Selected excerpt:
════

Coming back from a smoke break after most guests have left, I slip up. The topic comes up again. My friend crumples and I take my cue. Maybe Liesl will forgive me.
A pebble in your shoe: Gaborone Inn - Botswana 2014
Bandile and I are on a short break. We’ve been in Botswana on a self-funded residency to the Bessie Head/Seretse Khama museum in Serowe and have also come for a poetry festival. We meet Zanele and Liesl and are surprised to find them here. Neither is a poet. Muholi is here to meet Skipper, a Motswana activist working on trans-rights. “You’ve met Skipper, Pam, at FEW?” Zanele is jaunty, light and in high spirits. Camera always in hand, they are here to document the local movement. We have coffee between my sessions and Zanele informs me of the laws here, what Skipper and their crew have to work with. But Zanele is smiling in a way I’ve rarely seen. They’re confident things will work out and if not, Skipper and his ilk will wear out the system in time. They have the teeth for this fight.
A Rolling Stone: Motto By Hilton New York City, Chelsea - New York 2016
Terra and Lerato have collected me from my AirBnB close to NYU’s Galatin School of Individualised Study, our hosts for the conference we’re here to attend. Zanele is also here, invited in part to document and participate in the first black queer symposium held by the university. We’re now in the Meatpacking District where Zanele has been working since 5AM, emails and image selections and edits for the next show.
We’ve come too far to leave Zanele in the hotel on our only free day. When I get into the room, Muholi is in full production mode and I quietly start picking out items for them to wear. They are still in that terry cloth robe hotels believe signify luxury. If you run a bath, they will soak in it. My trick works and as they emerge from the tub, Terra and Lerato have packed the camera equipment away, leaving outside the one camera Muholi always has on them.
For the next few hours we’ll hit local Long Street, find haberdasheries and buy a cornucopia of what will become costume or accessories for Muholi’s self-portraits. We shop for ourselves, stop at and do the usual touristy things. The day is loaded with mirth, a notable absence of the heavy subjects we’ll be discussing once we’re mic’ed. Here, Terra, Lerato and I share Muholi, our friend who has one eye on the now and the other on the morrow. We help them shift focus from the politics and tuck into street food. We buy kitsch keepsakes and pose for a gallery of ridiculous street pics.

════

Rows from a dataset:

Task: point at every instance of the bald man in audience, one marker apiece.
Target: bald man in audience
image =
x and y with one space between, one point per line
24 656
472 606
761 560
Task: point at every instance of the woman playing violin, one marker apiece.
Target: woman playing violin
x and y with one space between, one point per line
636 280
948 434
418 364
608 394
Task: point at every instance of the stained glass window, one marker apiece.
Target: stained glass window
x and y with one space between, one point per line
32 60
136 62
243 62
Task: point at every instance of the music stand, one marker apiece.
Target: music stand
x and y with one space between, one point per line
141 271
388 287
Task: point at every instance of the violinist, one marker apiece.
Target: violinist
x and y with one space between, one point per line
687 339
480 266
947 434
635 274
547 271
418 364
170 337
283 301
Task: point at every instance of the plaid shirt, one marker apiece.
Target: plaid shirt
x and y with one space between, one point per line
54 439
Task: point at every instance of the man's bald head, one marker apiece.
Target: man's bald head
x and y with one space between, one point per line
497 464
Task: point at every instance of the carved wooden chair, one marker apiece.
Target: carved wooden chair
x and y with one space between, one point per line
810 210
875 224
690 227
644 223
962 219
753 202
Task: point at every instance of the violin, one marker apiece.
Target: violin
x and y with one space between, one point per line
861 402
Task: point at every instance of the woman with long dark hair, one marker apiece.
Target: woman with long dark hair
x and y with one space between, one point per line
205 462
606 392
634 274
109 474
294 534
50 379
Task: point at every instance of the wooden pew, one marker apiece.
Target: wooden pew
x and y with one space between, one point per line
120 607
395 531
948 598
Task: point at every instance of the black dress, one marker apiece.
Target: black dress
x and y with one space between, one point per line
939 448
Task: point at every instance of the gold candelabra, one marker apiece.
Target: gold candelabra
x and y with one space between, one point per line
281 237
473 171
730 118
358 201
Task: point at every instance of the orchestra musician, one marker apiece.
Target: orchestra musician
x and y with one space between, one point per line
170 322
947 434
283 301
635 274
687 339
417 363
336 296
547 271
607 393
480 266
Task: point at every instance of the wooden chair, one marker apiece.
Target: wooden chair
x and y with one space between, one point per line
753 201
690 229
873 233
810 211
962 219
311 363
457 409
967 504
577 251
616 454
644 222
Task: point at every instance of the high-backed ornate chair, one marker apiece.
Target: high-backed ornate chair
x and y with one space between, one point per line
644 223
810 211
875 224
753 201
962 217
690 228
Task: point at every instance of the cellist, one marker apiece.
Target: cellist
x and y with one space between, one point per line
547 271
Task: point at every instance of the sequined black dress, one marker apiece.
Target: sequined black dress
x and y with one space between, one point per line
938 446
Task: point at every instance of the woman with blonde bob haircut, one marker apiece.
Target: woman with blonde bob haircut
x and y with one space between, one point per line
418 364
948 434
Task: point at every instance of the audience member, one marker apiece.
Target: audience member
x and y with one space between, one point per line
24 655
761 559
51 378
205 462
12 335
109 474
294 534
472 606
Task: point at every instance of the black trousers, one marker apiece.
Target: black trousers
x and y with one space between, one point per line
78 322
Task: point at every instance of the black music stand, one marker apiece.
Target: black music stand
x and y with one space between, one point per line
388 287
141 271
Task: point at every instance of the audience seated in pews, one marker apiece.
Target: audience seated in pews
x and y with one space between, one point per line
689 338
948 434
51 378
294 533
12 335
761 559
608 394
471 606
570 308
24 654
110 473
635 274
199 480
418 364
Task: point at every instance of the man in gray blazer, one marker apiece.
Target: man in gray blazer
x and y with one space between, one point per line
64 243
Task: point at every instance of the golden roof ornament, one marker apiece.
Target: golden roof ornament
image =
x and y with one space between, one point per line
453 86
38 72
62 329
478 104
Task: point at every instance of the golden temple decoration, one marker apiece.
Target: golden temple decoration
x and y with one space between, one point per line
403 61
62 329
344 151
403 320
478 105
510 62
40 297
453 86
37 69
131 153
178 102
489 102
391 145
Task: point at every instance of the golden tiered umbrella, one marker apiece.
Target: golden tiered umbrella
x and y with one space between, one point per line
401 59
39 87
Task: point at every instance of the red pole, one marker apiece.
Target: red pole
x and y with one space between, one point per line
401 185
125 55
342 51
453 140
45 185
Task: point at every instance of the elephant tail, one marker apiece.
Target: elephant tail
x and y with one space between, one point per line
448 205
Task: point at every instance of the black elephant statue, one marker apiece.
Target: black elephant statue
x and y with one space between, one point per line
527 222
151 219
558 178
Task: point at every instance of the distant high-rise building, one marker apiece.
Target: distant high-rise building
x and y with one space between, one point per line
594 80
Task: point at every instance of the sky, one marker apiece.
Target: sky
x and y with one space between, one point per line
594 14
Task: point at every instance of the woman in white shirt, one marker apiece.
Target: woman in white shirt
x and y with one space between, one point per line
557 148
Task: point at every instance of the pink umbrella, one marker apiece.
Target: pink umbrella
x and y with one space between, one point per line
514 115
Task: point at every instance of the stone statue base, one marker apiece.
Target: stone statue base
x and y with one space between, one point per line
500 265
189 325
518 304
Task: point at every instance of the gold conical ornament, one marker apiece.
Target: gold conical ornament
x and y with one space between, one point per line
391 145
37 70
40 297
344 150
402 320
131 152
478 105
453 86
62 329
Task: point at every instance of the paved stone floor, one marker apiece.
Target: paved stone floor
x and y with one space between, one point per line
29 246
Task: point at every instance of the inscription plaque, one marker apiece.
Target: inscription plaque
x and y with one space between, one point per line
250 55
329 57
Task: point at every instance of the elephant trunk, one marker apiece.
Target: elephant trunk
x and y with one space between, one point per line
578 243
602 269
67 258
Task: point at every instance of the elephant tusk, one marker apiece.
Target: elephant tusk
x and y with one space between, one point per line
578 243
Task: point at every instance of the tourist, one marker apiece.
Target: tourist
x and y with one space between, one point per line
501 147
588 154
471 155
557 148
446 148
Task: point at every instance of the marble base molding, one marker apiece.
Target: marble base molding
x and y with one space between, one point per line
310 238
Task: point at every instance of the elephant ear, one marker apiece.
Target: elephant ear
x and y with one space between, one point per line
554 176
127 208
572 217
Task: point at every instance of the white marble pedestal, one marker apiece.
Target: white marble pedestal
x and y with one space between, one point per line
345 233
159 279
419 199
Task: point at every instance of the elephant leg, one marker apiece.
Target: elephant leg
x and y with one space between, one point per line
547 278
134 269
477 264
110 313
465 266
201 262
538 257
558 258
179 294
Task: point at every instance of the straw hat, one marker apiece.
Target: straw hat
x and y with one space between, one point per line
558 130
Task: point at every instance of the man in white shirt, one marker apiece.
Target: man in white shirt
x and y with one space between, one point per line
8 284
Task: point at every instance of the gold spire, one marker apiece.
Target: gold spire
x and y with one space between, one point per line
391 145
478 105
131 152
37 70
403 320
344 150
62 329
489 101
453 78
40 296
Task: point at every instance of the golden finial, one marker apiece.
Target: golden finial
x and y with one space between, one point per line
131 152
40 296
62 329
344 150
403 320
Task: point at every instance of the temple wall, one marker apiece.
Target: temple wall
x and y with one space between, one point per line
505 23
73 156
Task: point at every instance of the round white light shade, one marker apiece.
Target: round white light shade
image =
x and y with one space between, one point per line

════

Required tasks:
• A. Based on the memoir excerpt above, does each statement agree with the text? Answer yes or no for each, and quote the deciding words. (i) The narrator and Bandile are in Botswana on a residency paid for by the museum. (ii) Zanele has been working in the Meatpacking District since 5AM. (iii) Liesl is a poet.
• B. Print the passage of the memoir excerpt above from "For the next few" to "ridiculous street pics.".

Answers to the problems:
• A.
(i) No: "We’ve been in Botswana on a self-funded residency to the Bessie Head/Seretse Khama museum in Serowe"
(ii) Yes: "We’re now in the Meatpacking District where Zanele has been working since 5AM"
(iii) No: "Neither is a poet."

• B.
For the next few hours we’ll hit local Long Street, find haberdasheries and buy a cornucopia of what will become costume or accessories for Muholi’s self-portraits. We shop for ourselves, stop at and do the usual touristy things. The day is loaded with mirth, a notable absence of the heavy subjects we’ll be discussing once we’re mic’ed. Here, Terra, Lerato and I share Muholi, our friend who has one eye on the now and the other on the morrow. We help them shift focus from the politics and tuck into street food. We buy kitsch keepsakes and pose for a gallery of ridiculous street pics.